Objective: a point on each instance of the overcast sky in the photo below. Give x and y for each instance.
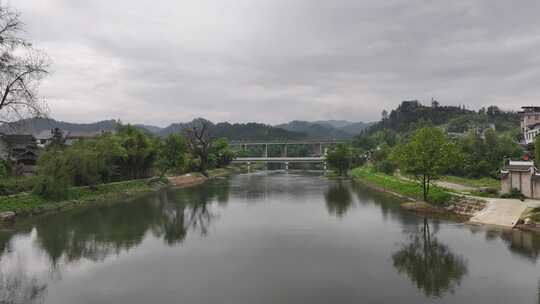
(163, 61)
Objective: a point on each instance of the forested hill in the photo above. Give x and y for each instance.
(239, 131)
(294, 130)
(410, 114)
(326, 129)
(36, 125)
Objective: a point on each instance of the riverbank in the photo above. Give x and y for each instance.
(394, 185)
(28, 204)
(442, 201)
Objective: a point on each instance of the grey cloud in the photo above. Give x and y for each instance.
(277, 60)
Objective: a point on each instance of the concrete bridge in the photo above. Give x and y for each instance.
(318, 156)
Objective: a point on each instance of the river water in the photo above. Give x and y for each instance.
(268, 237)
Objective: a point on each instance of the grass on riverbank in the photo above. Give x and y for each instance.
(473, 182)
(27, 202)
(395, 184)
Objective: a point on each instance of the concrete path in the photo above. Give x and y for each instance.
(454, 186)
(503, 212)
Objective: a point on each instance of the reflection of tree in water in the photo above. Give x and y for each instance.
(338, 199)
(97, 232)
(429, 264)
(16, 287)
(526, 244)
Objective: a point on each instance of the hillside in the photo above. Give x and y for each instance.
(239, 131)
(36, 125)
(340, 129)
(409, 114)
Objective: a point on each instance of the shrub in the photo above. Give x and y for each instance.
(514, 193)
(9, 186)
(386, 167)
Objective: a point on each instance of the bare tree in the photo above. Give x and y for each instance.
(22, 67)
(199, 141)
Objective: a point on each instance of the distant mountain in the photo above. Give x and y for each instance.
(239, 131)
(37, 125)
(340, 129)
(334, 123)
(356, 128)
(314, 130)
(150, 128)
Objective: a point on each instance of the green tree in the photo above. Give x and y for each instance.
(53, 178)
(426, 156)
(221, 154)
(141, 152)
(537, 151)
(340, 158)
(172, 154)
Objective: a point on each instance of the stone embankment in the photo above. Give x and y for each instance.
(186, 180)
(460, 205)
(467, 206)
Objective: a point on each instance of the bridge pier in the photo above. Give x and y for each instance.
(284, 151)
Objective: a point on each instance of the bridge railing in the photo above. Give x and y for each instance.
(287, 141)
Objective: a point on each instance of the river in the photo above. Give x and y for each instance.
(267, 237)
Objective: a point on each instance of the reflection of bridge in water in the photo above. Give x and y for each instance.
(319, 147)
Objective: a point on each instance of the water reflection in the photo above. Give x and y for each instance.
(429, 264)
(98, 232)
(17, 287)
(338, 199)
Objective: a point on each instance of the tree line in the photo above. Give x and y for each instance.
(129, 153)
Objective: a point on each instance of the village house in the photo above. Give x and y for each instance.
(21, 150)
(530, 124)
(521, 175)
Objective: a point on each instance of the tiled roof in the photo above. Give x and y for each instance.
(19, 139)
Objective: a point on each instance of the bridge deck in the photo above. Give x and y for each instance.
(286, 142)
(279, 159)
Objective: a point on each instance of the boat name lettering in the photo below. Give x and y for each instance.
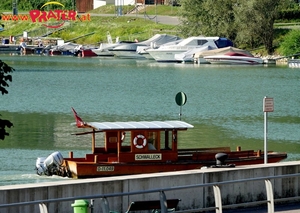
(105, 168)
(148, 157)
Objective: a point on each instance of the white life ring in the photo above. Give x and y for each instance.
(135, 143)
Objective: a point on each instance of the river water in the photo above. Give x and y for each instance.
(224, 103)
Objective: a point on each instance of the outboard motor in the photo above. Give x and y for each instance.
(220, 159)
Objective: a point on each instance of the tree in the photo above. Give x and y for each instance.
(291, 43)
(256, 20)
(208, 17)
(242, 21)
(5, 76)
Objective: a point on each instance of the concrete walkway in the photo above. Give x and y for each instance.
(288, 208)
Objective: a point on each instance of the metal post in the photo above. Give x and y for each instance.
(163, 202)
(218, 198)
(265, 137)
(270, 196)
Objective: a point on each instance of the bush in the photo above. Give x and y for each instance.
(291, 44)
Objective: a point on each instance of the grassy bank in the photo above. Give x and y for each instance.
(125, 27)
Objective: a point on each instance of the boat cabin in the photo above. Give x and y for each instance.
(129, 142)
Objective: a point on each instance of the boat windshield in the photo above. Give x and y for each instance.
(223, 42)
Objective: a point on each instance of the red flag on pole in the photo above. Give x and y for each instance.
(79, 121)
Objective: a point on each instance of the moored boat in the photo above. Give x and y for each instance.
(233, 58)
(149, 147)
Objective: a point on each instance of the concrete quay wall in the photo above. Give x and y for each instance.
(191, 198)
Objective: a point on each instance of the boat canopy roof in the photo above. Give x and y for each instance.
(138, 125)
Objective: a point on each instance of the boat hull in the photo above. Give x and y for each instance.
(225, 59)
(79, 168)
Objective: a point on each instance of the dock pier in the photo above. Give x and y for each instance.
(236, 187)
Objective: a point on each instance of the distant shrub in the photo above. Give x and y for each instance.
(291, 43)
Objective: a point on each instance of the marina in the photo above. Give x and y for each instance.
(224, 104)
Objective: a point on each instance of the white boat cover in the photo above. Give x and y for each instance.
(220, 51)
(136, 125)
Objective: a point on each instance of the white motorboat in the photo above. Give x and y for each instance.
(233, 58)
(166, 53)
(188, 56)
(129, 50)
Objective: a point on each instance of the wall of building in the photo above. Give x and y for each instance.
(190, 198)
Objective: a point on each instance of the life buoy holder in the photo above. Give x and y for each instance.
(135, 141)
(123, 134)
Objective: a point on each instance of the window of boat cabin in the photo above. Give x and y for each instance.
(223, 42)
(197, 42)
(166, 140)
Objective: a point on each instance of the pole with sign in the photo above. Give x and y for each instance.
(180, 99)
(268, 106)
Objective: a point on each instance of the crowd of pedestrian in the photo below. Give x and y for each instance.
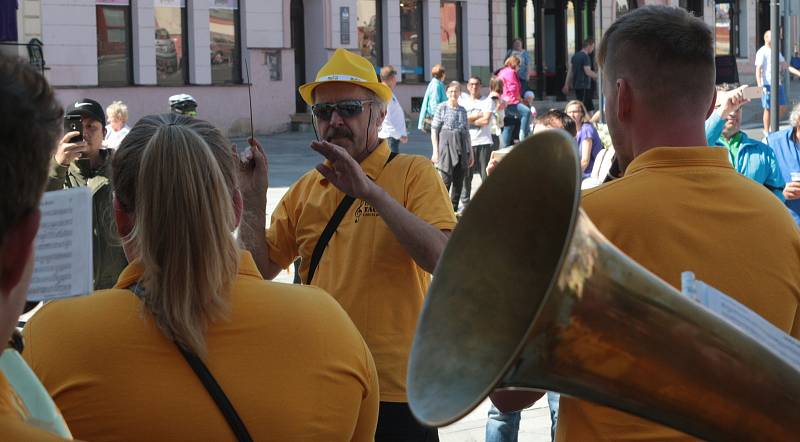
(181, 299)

============================================================

Take the listing above and restate it word for word, without its pictures.

Objective: a point on each instance of the overcast sky in the photo below. Give x and y for each instance.
(163, 61)
Objective: a point on each instance of the forested hill in the photo above. Give x and y for each instance.
(239, 131)
(294, 130)
(410, 114)
(326, 129)
(36, 125)
Objective: a point on each instance of the riverbank in the photo above. Give x and y for each instance.
(394, 185)
(28, 204)
(442, 201)
Objective: a point on each instance of the grey cloud in the photo above. Give x and y for each instance.
(277, 60)
Objective: a point on each instance of the concrete bridge in the photo above. Give x and y for each instance.
(318, 156)
Objective: a point on each instance of the river water in the photo above. Give x and y for each instance.
(268, 237)
Objective: a point on each instance of the grass on riverbank in the photo above. Give x and y for each instance.
(473, 182)
(27, 202)
(395, 184)
Objective: a point on each instance of the concrete path in the photo above. Give x and y for each instance.
(454, 186)
(503, 212)
Objective: a point on each instance of the reflection of tree in water in the photo above. Give x and y for each instance.
(338, 199)
(97, 232)
(429, 264)
(16, 287)
(526, 244)
Objective: a point on each instance of the hillside in the photo above. Give x and y for each instance.
(239, 131)
(36, 125)
(340, 129)
(409, 114)
Objective: a point on each instance of the shrub in the photo above. Give x and y for each instance.
(514, 193)
(9, 186)
(386, 167)
Objective: a point on each instance of the bare tree in the photo above. Give x and y for each instance.
(22, 67)
(199, 141)
Objective: a point on each instance of the distant mountain in the photo above. Give x and y for each instance.
(239, 131)
(37, 125)
(340, 129)
(334, 123)
(356, 128)
(314, 130)
(150, 128)
Objective: a point on each instance of the green tree in the photo above. Give x and y for each instance.
(53, 178)
(426, 156)
(221, 154)
(141, 152)
(537, 151)
(340, 158)
(172, 154)
Objective: a point on each instance of the stone embankment in the photo above. Give x and y for each instance.
(186, 180)
(460, 205)
(467, 206)
Objective: a point on each instance of the bridge pier in the photo above. Give x and y for each instance.
(284, 151)
Objective: a point on each instance of the bridge railing in the photo above. Give x and y for each instance.
(287, 141)
Objective: a point on each instance of the river in the photo above. Give x and y for each instance.
(267, 237)
Objective: a point on each instance of the reflection of bridge in water in the photo above. Give x and y for each instance.
(319, 147)
Objective: a point on each instance of the water reflection in the photo above. Give x and y for each instance.
(429, 264)
(98, 232)
(17, 287)
(338, 199)
Objective: a point on each instance of the tree line in the photo above. Give x and y for each instance.
(129, 153)
Objective: a point on each instance of the village house in the photo above. Give x and y for each instance.
(21, 150)
(530, 124)
(521, 175)
Objective: a point on each instance of the tiled roof in the photo above. Give x and y for each instance.
(19, 139)
Objective: a point on each instance of the bridge deck in the photo above. Give x and y for each instance.
(286, 142)
(279, 159)
Objective: a point on each instance of the boat name lettering in the photo below. Give x and y for each instance.
(105, 168)
(148, 157)
Objective: a point on each instance of the white life ring in the photo above. Give x and y for each instance.
(135, 143)
Objective: a point on each instance of the river water in the photo above. Give x and y for each instance.
(224, 103)
Objective: a point on each instance of the outboard motor in the photo above. Give x and y for each instance.
(220, 159)
Objective: a point on each instance of the tree in the photo above. Give x and y for each instance.
(291, 43)
(256, 20)
(208, 17)
(242, 21)
(5, 76)
Objective: a point on each instance of the concrete walkway in the photo above. Give x and y for each instance.
(288, 208)
Objective: a point on each instance of the metal post in the photo above. Give x and y for each instance.
(163, 202)
(218, 198)
(265, 137)
(270, 196)
Objective: a point on each instance of the bush in the photo above. Give x and y for each instance.
(291, 44)
Objective: a point on each instance of the grassy bank in the photo above. Give x and y for each instance.
(125, 27)
Objective: a point on each instance of the boat cabin in the photo above. Give x and y for each instance.
(129, 142)
Objective: a point on each instance of the boat windshield in the photo above. Give x and y for each instance.
(223, 42)
Objective: a point on each instance of the red flag on pole in the photo above. Give x and y for each instance.
(79, 121)
Objective: a point on each instance of the moored boat in the photo above. Give x and y for each instance.
(233, 58)
(149, 147)
Objective: a point on each instance of the concrete quay wall in the photo above. Give x and y for each instance.
(191, 198)
Objective: a point on each instance of the boat canopy roof in the photo above. Give x and y for each instance.
(138, 125)
Objective: a point on each instance of the boat hull in the photo above. Give x and y for each instance.
(225, 59)
(79, 168)
Objective: a point on each instance of the dock pier in the photo above. Give x and y for each instance.
(236, 187)
Objective: a point on each instance of the distant shrub in the photo above. Give x and y for each instance.
(291, 43)
Objective: a point on each instance of the marina in the photo above. Give x and y for each instance.
(224, 104)
Objective: a point on each instance of the white boat cover in the photo above. Give x and y for each instance.
(220, 51)
(136, 125)
Objective: a point on each instance of the white motorboat in the photo above. Give x and y for each instance.
(233, 58)
(166, 53)
(188, 56)
(129, 50)
Objective: a point on each instance of the wall of building in the photo above. Give x and y for each instance.
(190, 198)
Objective: a point on each instance of the life buoy holder in the photo above. Give x and y for each instance.
(135, 141)
(123, 134)
Objective: a point on each instance of the window of boat cabin in the photo above. Give x and y for each instance.
(223, 42)
(197, 42)
(166, 140)
Objective: a point on each instance of the pole with sign in the photo above. Give x and y for each instance.
(180, 99)
(268, 106)
Objective: a point on each instance of the crowd of pedestrian in the photo below. Give x and y for each instance.
(181, 299)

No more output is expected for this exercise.